*** EXTRACT TO READ

After 24 hours of quiet, sad, introspective thought… I think I may have figured it out!
As much as I hate to admit it, I have no control, over anything. And it’s that realization, that kicks me in the gut and sucks the life out of me, every once in awhile.
As children we fear nothing. We are immortal. Nothing can touch us. However, as we grow older, we start to realize that we’re not so immortal and that death, sickness and sorrow could find us at any time. So we comfort ourselves with the fallacy that we can control events. We convince ourselves that we have control over our health, relationships, children, careers, finances etc. etc. etc. When in actuality, we control nothing (except perhaps our emotions. And most of us don’t do a good job of controlling those!)
We wake up everyday and assume we’ll make it safely through the day, see our loved ones at dinner and all will be right with the world. We assume we won’t be hit by a car, be in an car accident or get a flat tire. We believe our house won’t burn down while we’re away. The skyscraper won’t be attacked by terrorist; our children won’t be gunned down while in their classroom; and that our closest relatives won’t be diagnosed with cancer.
Control, we believe we have it and we cling to that fantasy.
Unfortunately, little by little things happen in our lives to rock this belief. Our children make their own choices. Parents die. Divorce happens. People get made redundant. Brother’s die and cancer continues finds those you love.
I have no control. I’ve never had control.
And I’m sorry to say, neither do you.

******

▶ **YOUR TASKS**
1. Copy the passage on control from "As much as I" up to and including "once in awhile.".
2. Name each thing the passage on control says we convince ourselves we have control over.

*** PROVIDED RECORDS

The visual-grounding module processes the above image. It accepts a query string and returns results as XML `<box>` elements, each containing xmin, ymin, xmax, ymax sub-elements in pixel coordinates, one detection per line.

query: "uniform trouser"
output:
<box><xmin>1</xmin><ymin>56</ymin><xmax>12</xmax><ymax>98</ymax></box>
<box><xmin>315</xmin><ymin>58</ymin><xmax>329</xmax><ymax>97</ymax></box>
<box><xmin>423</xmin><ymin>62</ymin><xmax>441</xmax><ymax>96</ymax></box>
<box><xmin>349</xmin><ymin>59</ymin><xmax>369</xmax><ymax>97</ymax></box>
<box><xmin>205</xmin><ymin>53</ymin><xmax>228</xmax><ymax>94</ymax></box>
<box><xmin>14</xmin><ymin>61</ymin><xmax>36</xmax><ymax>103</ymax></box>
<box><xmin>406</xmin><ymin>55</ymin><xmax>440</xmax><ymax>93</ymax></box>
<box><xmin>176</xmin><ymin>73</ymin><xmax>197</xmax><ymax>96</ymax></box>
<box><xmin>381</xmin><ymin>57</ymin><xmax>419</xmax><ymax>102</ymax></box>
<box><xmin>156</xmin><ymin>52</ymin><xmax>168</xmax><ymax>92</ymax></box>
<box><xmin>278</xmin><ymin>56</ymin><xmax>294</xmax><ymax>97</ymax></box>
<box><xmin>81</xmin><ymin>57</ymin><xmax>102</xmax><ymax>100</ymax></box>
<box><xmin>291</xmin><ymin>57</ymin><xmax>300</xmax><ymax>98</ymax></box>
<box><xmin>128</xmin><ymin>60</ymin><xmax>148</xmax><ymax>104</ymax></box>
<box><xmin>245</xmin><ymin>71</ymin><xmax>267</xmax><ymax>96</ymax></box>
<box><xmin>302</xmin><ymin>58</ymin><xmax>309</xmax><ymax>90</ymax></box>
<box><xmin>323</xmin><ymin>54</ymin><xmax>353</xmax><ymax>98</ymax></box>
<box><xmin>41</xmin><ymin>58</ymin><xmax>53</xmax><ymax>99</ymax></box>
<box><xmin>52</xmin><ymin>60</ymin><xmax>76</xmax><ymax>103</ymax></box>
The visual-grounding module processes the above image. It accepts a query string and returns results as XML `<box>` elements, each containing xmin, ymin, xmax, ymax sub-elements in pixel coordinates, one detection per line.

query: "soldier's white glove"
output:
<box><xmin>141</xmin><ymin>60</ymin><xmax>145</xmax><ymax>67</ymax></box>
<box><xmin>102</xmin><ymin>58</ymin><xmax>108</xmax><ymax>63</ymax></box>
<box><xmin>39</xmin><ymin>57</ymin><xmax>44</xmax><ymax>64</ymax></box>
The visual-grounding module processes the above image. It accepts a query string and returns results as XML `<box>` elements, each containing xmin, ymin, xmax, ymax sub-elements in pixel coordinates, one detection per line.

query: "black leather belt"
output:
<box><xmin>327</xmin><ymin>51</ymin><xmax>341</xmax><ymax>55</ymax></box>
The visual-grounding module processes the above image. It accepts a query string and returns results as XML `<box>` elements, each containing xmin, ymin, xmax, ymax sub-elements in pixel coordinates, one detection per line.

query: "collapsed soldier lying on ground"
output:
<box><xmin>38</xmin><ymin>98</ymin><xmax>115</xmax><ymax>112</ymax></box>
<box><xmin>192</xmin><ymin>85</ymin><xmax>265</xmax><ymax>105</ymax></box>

******

▶ **ANSWERS**
1.
As much as I hate to admit it, I have no control, over anything. And it’s that realization, that kicks me in the gut and sucks the life out of me, every once in awhile.

2. health, relationships, children, careers, finances